→ What to do
Retype the passage of the pork fatty thread that opens with the words "1/2 tsp salt" and closes with "with boiling water)", keeping it word for word.

# oriental themed pork fatty



## smokerpaul (May 9, 2013)

hi guys

i have been playing again (three days in a row) i decided to try out a fatty i was in my local supermarket and found ground pork on special offer i bought a couple of pounds and had a think about what to do with it on the way home

this was my recipe

1 pound of ground pork

1 cup finely chopped scallions

1-1/2 tbs dark soy

1 tsp toasted sesame oil

1 tsp grated ginger

1 tsp grated garlic

1/2 tsp salt

1/2 tsp black pepper

mix everything in a bowl and flattened out in a 10.5 x 11 inch ziplock bag

the filling was a store bought packet of sage and onion stuffing mix

(it was a rusk and cous cous mix with dried sage and onion in a packet that is re-hydrated with boiling water)

cheddar cheese

chopped dried apricots

then wrapped with a bacon weave













001.JPG



__ smokerpaul
__ May 9, 2013






going onto the weber with a little apple wood













002.JPG



__ smokerpaul
__ May 9, 2013






temperature was kept around 280-290f and spayed with apple juice every 30 mins













003.JPG



__ smokerpaul
__ May 9, 2013






weather started to blow up outside so brought them in, the internal temperature was 145f so i finished them in the oven for the last few mins until internal temperature was 160f 













007.JPG



__ smokerpaul
__ May 9, 2013






it was superb i will do this again


----------



## kathrynn (May 9, 2013)

making me drool again!  Looks awesome!

Kat


----------



## smokerpaul (May 9, 2013)

thanks kat

since discovering this site my imagination has run wild i have so many ideas i do not have the time or money to do half of them lol


----------



## rdknb (May 9, 2013)

yum that looks so good


----------



## michael ark (May 9, 2013)

Looks great! Nice fluke. I need to get a probe for mine.


----------



## seenred (May 9, 2013)

That's a new twist I haven't seen before...Looks awesome!  Nicely done...
	

	
	
		
		



		
		
	


	





Red


----------

→ Data excerpt
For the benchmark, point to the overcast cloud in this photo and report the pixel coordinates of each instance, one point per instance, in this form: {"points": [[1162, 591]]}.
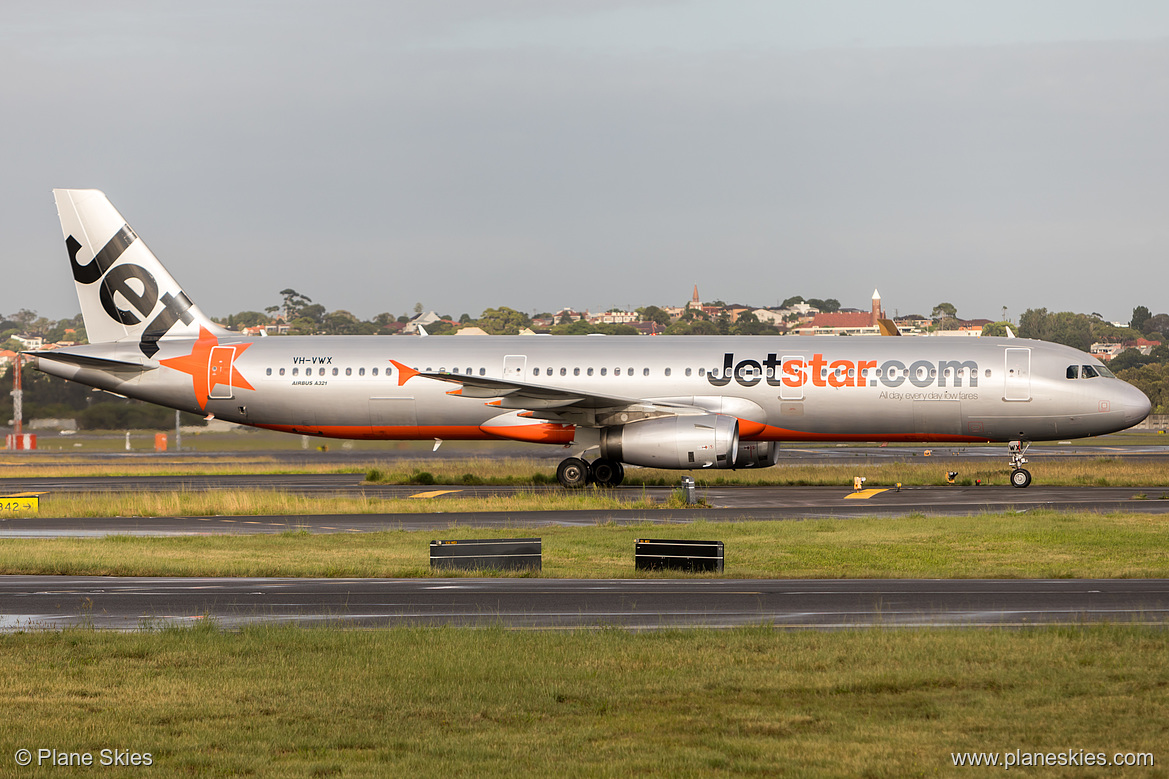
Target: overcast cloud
{"points": [[596, 153]]}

→ Exercise response
1/2 tsp salt

1/2 tsp black pepper

mix everything in a bowl and flattened out in a 10.5 x 11 inch ziplock bag

the filling was a store bought packet of sage and onion stuffing mix

(it was a rusk and cous cous mix with dried sage and onion in a packet that is re-hydrated with boiling water)